Aim of the task =>
Please output the records below in full, exactly as given, but without the images.

Provided records =>
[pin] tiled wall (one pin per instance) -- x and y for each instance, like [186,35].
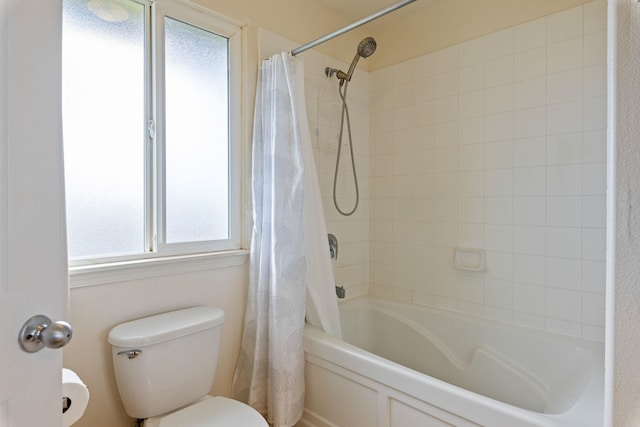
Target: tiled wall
[498,144]
[351,269]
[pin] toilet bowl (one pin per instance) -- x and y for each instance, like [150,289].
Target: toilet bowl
[165,366]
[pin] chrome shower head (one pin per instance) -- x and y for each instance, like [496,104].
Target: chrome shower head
[365,49]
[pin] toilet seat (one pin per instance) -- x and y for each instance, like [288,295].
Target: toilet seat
[211,412]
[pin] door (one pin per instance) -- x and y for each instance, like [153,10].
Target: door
[33,268]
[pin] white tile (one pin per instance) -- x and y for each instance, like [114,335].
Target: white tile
[446,159]
[530,269]
[594,276]
[530,93]
[593,307]
[498,210]
[499,99]
[529,211]
[565,55]
[564,242]
[565,86]
[470,210]
[499,44]
[565,211]
[498,238]
[446,84]
[529,240]
[471,104]
[594,211]
[595,48]
[446,59]
[529,181]
[498,182]
[594,146]
[471,157]
[564,273]
[499,265]
[529,152]
[471,78]
[564,117]
[424,66]
[445,110]
[594,177]
[471,52]
[499,71]
[445,134]
[498,293]
[595,16]
[530,123]
[564,180]
[595,80]
[564,149]
[471,288]
[425,89]
[529,299]
[472,131]
[595,113]
[498,155]
[499,127]
[564,304]
[530,64]
[564,25]
[471,184]
[530,35]
[594,244]
[470,235]
[403,95]
[563,327]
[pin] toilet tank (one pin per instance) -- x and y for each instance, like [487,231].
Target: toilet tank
[166,361]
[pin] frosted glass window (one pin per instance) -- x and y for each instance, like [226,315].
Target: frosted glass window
[197,134]
[103,126]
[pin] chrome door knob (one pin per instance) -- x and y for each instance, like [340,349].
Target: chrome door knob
[40,331]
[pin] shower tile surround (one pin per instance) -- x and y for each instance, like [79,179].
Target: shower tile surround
[498,143]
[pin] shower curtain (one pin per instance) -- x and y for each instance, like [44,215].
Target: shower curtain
[290,266]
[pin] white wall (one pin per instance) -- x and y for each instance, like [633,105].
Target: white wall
[497,143]
[623,291]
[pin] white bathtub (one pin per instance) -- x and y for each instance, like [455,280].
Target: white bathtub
[405,365]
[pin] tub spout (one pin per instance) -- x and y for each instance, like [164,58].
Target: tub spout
[333,246]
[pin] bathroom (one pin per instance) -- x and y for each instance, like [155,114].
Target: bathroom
[379,253]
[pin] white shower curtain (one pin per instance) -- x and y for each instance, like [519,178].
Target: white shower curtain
[289,263]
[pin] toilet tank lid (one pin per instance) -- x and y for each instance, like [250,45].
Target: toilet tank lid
[166,326]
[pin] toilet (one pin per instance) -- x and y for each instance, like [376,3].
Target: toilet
[165,366]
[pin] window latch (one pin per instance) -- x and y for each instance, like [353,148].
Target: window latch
[151,128]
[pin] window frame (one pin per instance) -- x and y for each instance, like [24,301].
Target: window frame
[154,138]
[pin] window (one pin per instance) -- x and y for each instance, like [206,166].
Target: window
[150,113]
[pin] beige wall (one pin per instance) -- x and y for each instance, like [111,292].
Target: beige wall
[96,309]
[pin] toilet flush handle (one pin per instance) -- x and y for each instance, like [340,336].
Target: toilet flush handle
[131,354]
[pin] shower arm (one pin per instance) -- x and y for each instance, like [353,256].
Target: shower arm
[350,27]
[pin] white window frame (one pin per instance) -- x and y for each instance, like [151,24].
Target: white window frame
[191,14]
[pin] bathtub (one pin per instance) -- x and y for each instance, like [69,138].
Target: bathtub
[405,365]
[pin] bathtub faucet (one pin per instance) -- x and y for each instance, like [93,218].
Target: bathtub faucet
[333,246]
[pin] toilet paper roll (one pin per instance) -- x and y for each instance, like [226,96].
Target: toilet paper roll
[76,396]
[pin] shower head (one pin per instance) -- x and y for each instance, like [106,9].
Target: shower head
[365,49]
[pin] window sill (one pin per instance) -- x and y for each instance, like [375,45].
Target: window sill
[102,274]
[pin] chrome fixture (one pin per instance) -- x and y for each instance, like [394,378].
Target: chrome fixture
[39,332]
[351,26]
[333,246]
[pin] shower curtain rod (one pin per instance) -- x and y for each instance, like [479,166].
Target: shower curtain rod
[350,27]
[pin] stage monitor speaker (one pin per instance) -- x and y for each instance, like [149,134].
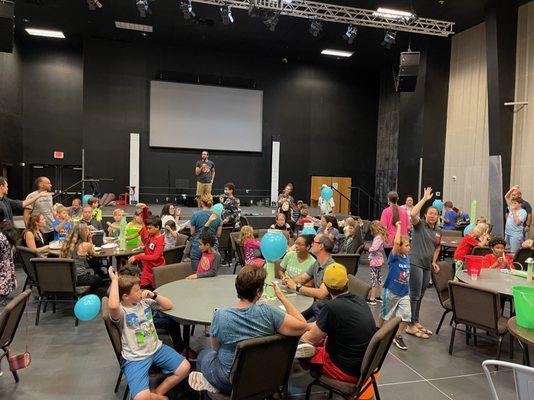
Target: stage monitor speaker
[408,70]
[7,14]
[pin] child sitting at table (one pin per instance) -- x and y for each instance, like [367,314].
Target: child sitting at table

Written solution =>
[pin] tiled wall (one pin per instance) -- x and y for each instance, like [186,35].
Target: tiled wall
[498,144]
[351,269]
[pin] toilet bowl (one pin per instance) -- x and y for each instance, like [150,289].
Target: toilet bowl
[165,366]
[pin] chrome shower head (one pin per instance) -- x and y for each instance, like [496,104].
Target: chrome shower head
[365,49]
[pin] toilet seat (one pin per instance) -- x and y for each instance, like [288,295].
Target: toilet seat
[211,412]
[pin] door (one pin per instance) -- x and y for each instance, like [153,10].
Target: door
[33,268]
[pin] white tile (one pin per instance) -- x and y for each instance, like [114,335].
Target: white tile
[446,159]
[530,269]
[594,276]
[530,93]
[593,307]
[498,210]
[499,99]
[529,211]
[565,55]
[564,242]
[565,86]
[470,210]
[499,44]
[565,211]
[498,238]
[446,84]
[529,240]
[471,104]
[594,211]
[595,48]
[446,59]
[529,181]
[498,182]
[594,146]
[471,157]
[564,273]
[499,265]
[529,152]
[471,78]
[564,117]
[424,66]
[445,110]
[594,177]
[471,52]
[499,71]
[445,134]
[498,293]
[595,16]
[530,123]
[564,180]
[595,80]
[564,149]
[471,288]
[425,89]
[529,299]
[472,131]
[595,113]
[498,155]
[499,127]
[564,304]
[530,64]
[564,25]
[471,184]
[530,35]
[594,244]
[470,235]
[403,95]
[563,327]
[pin] toilet tank (one pin per instance) -- x and y for each instance, like [487,231].
Target: toilet tank
[166,361]
[pin] frosted glass window (one pin per instance) -- x and y for each instance, like [226,315].
Target: frosted glass window
[197,134]
[103,126]
[pin] chrome door knob (one pin per instance) -- x and y for each instance, like [340,349].
Target: chrome door knob
[40,331]
[pin] shower tile surround (one pin per instance) -- x and y for each instance, like [79,179].
Target: shower tile surround
[498,143]
[pin] shower curtain (one pin per instance) -- x and y for each instance, like [44,215].
Target: shower curtain
[290,266]
[pin] white wall (one pin per instance) -- x and y for each instance, like [633,105].
Target: white wall
[497,143]
[623,291]
[pin] white bathtub (one pin per instance) -- x and y for each instance, like [455,280].
Target: white bathtub
[405,365]
[pin] tub spout (one pin per instance) -- x and y for each instance, like [164,58].
Target: tub spout
[333,246]
[pin] bathroom (one pin per instance) -- x and y for each instance, like [155,114].
Target: bathroom
[379,253]
[pin] white shower curtain (one pin per instance) -- x and y for each instance, like [519,178].
Target: white shower curtain
[289,263]
[pin] toilet tank lid (one pin per instance) -- x and y for each instance, like [250,45].
Target: toilet tank lid
[166,326]
[pin] toilet (one pin per instance) -- x and y for each instance, like [376,3].
Target: toilet
[165,366]
[pin] window latch (one pin per instance) -- x and y for each instance, like [353,148].
Target: window latch
[151,128]
[pin] window frame (one pin per instance) -- x and y for each instance, like [24,301].
Target: window frame
[154,138]
[pin] window (one pin per instance) -- x and y for each instance, like [206,166].
Target: window
[150,113]
[pin] beige wall (one pin per instance) -- x and y for each instance, like [111,292].
Target: beige wall
[96,309]
[pin] toilet flush handle (one pin per instance) -- x and y for each instance, like [340,336].
Target: toilet flush handle
[131,354]
[pin] shower arm (one pin per instance) -- x and y for each instance, like [353,256].
Target: shower arm
[350,27]
[pin] white window frame (one pin per instance) -- x and y for each instance, like [151,24].
Target: white window frame
[191,14]
[pin] bathtub (one pin per instance) -- x and y for each instance, like [69,138].
Target: bathtub
[405,365]
[pin] bathtub faucet (one pin per instance) -- x and y for each instance, like [93,218].
Target: bathtub faucet
[333,246]
[pin] toilet paper roll (one pin per instance) -- x and y for each instance, like [226,96].
Target: toilet paper roll
[76,396]
[pin] shower head (one pin per instance) -- x and y for each instance, like [106,9].
Target: shower head
[365,49]
[pin] window sill (one pin per instance) -- x and y for each instance, like [375,45].
Target: window sill
[102,274]
[pin] chrome fixture (one pin per instance) -- x and y for each instance, like [394,378].
Target: chrome fixture
[39,332]
[351,26]
[333,246]
[pin] shower curtain rod (one pin per instance) -- x and y for each instance, like [479,166].
Target: shower curtain rod
[350,27]
[pin] stage monitor speaker (one pin per instance) -- x and y for each instance, like [149,134].
Target: stage monitor speaker
[408,70]
[7,14]
[pin] child sitting at table (one pin per instance) -- x and y for each instance, like [367,314].
Target: child sitting at table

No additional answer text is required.